▶ **PAGE EXCERPT**:
Iger was tasked with getting the NBA to Walt Disney World in order to keep WDW profitable. The deal was made, but the NBA’s public approval tanked due to their own connections with the Chinese Communist Party and divisive social justice causes. Disney needed to get films out, but one of the only films they could move to either theaters or streaming was a movie literally created within miles of concentration camps. Meanwhile, the company clamped down on attendance at WDW far longer than was economically wise, just so California would be more likely to open up Disneyland. That didn’t happen. So, things have not been going swimmingly.
Yep, that pretty much sets the stage for where Disney was as the execs awaited Newsom’s theme park reopening guidelines. So, what next?
First, Disney could legitimately begin moving large parts of their operations out of state. They can’t move Disneyland proper, but they can move parts of their studios to states such as Colorado, Georgia, Florida, Tennessee, and other locales. Second, Disney has ABC News and they know how to wield its power for political purposes. There’s nothing stopping them from moving towards negative coverage of California and the governor in order to move public opinion. Additionally, and although extremely unlikely, Disney could actually move their headquarters to Florida or New York. Behind the table, Disney can start funneling their political influence to opponents of Newsom, and they almost certainly have channels to let him know that’s their intent.
That second option ended up being prophetic, as the local ABC affiliate posted a story the next day listing the economic damage already done to the local economy and staggering potential job losses attributable to the ongoing shutdown:
Cal State Fullerton economists say the loss could total $5 billion dollars.
According to the Orange County Register, the Southland’s economy has already lost $3 billion dollars.
Another $2 billion dollars could be lost if Disneyland remains shut down through next March.The economists based their estimates on numbers from last year.
The economists also believe there will be a total loss of 46,000 jobs. Orange County could potentially take the biggest hit, with 33,000 of those jobs lost.
Still, Gavin Newsom stuck to his guns during Tuesday’s press conference, saying he’d continue to “follow the science” and shaming those who want the parks to reopening, characterizing them as putting more importance on their childrens’ entertainment than keeping people safe and alive. What a crock.

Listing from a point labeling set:
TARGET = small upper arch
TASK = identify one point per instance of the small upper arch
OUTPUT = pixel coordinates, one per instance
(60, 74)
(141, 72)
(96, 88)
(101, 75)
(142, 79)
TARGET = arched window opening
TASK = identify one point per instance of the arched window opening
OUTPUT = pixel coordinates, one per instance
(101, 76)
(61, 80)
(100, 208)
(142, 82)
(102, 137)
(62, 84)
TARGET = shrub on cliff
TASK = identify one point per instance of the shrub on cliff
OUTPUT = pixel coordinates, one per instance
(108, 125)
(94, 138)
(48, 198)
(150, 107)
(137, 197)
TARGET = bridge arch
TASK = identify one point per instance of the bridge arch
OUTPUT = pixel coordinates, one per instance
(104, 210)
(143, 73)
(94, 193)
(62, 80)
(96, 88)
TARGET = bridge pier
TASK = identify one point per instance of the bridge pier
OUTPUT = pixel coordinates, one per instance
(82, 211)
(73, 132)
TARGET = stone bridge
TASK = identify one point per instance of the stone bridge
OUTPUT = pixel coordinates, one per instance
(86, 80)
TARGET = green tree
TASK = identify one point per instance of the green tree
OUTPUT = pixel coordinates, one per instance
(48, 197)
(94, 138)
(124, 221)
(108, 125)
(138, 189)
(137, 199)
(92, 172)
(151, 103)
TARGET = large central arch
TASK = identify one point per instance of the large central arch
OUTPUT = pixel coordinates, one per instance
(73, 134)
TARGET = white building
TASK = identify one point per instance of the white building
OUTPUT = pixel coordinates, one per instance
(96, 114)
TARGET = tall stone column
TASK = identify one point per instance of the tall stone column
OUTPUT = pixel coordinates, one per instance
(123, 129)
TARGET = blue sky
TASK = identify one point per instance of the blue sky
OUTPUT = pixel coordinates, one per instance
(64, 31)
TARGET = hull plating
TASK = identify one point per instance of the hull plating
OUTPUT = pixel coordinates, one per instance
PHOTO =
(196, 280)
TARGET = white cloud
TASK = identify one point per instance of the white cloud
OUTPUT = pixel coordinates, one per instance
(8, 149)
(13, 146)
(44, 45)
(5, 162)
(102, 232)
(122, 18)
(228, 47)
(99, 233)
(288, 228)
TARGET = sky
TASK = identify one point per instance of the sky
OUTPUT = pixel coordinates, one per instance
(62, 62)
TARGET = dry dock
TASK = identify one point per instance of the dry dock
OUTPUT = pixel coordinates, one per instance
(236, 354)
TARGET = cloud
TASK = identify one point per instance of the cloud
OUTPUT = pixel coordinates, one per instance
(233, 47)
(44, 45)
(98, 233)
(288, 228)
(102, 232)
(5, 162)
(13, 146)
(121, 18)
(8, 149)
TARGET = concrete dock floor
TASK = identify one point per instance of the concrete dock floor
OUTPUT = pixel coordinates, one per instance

▶ **STATED PROBLEM**: Can you reproduce word for word the whole commentary above on Disney and the California theme park reopening?

▶ **RESPONSE BELOW**:
Iger was tasked with getting the NBA to Walt Disney World in order to keep WDW profitable. The deal was made, but the NBA’s public approval tanked due to their own connections with the Chinese Communist Party and divisive social justice causes. Disney needed to get films out, but one of the only films they could move to either theaters or streaming was a movie literally created within miles of concentration camps. Meanwhile, the company clamped down on attendance at WDW far longer than was economically wise, just so California would be more likely to open up Disneyland. That didn’t happen. So, things have not been going swimmingly.
Yep, that pretty much sets the stage for where Disney was as the execs awaited Newsom’s theme park reopening guidelines. So, what next?
First, Disney could legitimately begin moving large parts of their operations out of state. They can’t move Disneyland proper, but they can move parts of their studios to states such as Colorado, Georgia, Florida, Tennessee, and other locales. Second, Disney has ABC News and they know how to wield its power for political purposes. There’s nothing stopping them from moving towards negative coverage of California and the governor in order to move public opinion. Additionally, and although extremely unlikely, Disney could actually move their headquarters to Florida or New York. Behind the table, Disney can start funneling their political influence to opponents of Newsom, and they almost certainly have channels to let him know that’s their intent.
That second option ended up being prophetic, as the local ABC affiliate posted a story the next day listing the economic damage already done to the local economy and staggering potential job losses attributable to the ongoing shutdown:
Cal State Fullerton economists say the loss could total $5 billion dollars.
According to the Orange County Register, the Southland’s economy has already lost $3 billion dollars.
Another $2 billion dollars could be lost if Disneyland remains shut down through next March.The economists based their estimates on numbers from last year.
The economists also believe there will be a total loss of 46,000 jobs. Orange County could potentially take the biggest hit, with 33,000 of those jobs lost.
Still, Gavin Newsom stuck to his guns during Tuesday’s press conference, saying he’d continue to “follow the science” and shaming those who want the parks to reopening, characterizing them as putting more importance on their childrens’ entertainment than keeping people safe and alive. What a crock.